Given records »
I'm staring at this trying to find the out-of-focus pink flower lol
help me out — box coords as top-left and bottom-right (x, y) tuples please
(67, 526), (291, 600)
--
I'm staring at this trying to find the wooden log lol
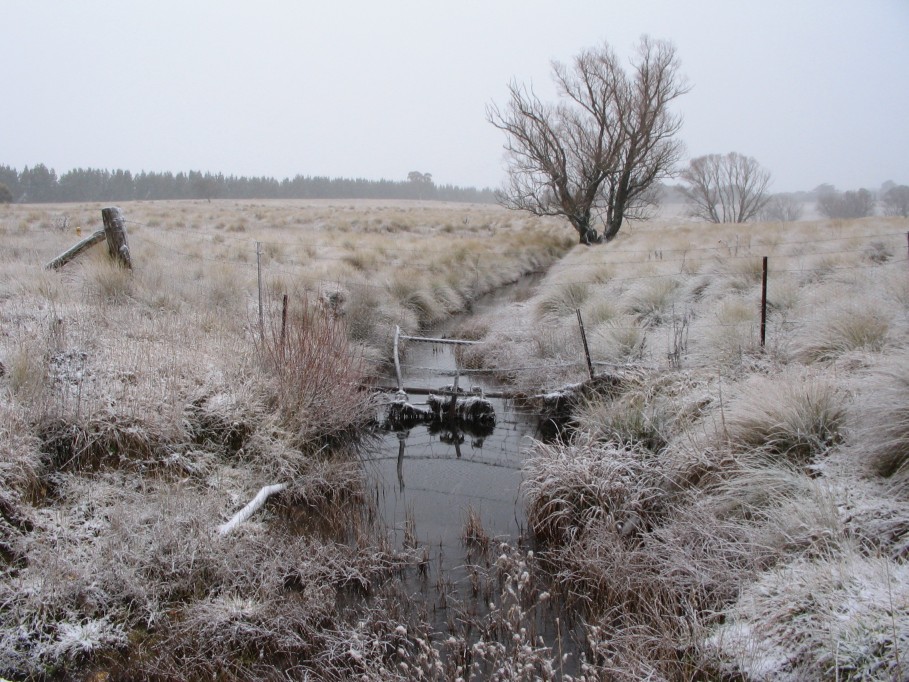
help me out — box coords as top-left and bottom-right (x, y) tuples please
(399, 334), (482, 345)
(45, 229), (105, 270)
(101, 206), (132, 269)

Required action » Search the data above for the word "find" and show every line that has it.

Response for this exercise »
I'm staring at this trying to find the out-of-focus pink flower lol
I'm staring at this trying to find the wooden log lol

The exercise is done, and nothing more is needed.